> _BRIEF_
Repeat exactly the lines of the listing from the line containing "Drop a pin on each instance of the house" through its last line, and nothing beyond them.

Records from a dataset:
....................

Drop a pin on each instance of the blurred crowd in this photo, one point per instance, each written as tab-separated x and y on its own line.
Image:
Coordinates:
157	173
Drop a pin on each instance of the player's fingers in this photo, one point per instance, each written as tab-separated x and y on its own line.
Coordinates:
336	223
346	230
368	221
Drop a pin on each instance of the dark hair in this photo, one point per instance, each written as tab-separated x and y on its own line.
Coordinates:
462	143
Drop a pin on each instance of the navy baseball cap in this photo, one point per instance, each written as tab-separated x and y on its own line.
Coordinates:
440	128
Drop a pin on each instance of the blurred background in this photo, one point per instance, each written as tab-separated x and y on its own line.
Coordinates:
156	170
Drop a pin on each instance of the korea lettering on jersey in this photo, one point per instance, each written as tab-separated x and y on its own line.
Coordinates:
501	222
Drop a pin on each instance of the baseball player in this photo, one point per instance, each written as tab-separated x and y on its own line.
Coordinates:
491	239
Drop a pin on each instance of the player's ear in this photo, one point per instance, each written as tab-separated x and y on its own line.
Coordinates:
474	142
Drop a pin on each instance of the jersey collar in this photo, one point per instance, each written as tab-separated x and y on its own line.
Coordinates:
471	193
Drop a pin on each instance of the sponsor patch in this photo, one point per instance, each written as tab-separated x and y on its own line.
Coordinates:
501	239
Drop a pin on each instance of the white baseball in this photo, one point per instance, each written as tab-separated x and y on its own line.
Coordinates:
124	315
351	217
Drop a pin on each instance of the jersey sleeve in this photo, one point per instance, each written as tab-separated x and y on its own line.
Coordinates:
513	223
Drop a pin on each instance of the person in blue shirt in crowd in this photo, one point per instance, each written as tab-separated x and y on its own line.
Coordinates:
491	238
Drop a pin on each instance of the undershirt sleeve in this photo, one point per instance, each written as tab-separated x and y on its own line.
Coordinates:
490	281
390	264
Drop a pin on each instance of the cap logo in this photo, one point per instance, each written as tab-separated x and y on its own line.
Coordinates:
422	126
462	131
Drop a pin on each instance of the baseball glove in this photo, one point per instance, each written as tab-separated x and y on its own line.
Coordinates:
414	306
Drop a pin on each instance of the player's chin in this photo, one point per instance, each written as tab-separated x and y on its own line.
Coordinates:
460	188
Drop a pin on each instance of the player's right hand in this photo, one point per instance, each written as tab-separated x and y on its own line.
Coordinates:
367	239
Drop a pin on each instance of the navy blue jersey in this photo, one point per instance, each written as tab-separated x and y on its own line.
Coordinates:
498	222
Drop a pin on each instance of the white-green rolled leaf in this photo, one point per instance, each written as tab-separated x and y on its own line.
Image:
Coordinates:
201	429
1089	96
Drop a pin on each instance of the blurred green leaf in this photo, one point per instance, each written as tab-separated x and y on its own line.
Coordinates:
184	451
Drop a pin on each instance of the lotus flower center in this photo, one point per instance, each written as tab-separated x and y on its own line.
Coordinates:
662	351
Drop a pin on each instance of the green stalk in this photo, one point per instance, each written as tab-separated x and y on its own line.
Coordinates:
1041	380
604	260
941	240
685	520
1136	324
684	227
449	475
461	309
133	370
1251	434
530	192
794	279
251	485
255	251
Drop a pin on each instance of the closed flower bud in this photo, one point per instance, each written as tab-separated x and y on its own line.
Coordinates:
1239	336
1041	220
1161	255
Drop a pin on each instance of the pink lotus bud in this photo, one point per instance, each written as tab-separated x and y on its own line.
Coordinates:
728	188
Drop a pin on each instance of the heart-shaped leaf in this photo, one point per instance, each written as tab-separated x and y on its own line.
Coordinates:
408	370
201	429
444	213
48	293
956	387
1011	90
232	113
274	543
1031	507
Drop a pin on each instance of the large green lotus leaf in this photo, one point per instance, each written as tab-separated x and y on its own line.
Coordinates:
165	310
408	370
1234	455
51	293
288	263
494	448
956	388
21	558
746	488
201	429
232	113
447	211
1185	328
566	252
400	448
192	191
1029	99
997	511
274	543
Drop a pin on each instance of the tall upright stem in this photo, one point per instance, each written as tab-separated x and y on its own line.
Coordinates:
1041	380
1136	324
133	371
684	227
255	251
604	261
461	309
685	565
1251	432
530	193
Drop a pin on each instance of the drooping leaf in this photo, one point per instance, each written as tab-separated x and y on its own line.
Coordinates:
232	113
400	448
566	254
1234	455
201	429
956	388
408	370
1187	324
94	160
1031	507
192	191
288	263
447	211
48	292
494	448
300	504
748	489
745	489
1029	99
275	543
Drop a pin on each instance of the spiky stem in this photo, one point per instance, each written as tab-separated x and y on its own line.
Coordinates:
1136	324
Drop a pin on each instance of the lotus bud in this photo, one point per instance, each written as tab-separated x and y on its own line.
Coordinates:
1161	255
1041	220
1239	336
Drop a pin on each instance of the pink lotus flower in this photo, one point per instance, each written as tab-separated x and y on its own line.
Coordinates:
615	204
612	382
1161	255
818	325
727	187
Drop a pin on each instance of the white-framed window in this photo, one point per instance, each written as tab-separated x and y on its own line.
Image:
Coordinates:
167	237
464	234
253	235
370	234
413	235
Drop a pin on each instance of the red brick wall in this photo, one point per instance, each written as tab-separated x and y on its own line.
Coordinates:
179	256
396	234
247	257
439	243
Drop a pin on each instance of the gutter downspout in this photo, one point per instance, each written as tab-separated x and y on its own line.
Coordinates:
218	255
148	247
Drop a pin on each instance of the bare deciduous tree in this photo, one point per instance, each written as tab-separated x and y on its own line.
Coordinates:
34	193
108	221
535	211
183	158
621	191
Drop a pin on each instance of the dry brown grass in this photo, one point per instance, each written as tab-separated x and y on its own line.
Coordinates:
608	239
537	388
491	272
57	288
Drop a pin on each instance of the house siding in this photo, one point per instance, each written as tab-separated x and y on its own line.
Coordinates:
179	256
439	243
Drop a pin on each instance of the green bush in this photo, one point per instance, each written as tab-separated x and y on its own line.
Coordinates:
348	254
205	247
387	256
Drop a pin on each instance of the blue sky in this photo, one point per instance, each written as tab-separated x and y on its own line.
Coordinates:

....................

> _WRITTEN RESPONSE_
Drop a pin on each instance of the house siding in this photo, one point per instance, each written as tab-separated x and y on its own line.
Coordinates:
179	256
439	243
Drop a pin on each instance of the green bush in this photo, one point per instance, each written as tab-separated x and y on its own line.
Coordinates:
348	254
205	247
387	256
Drop a pin on each instance of the blue sky in this photo, one point per instance, each written as tab-separated x and y on its own line.
Coordinates:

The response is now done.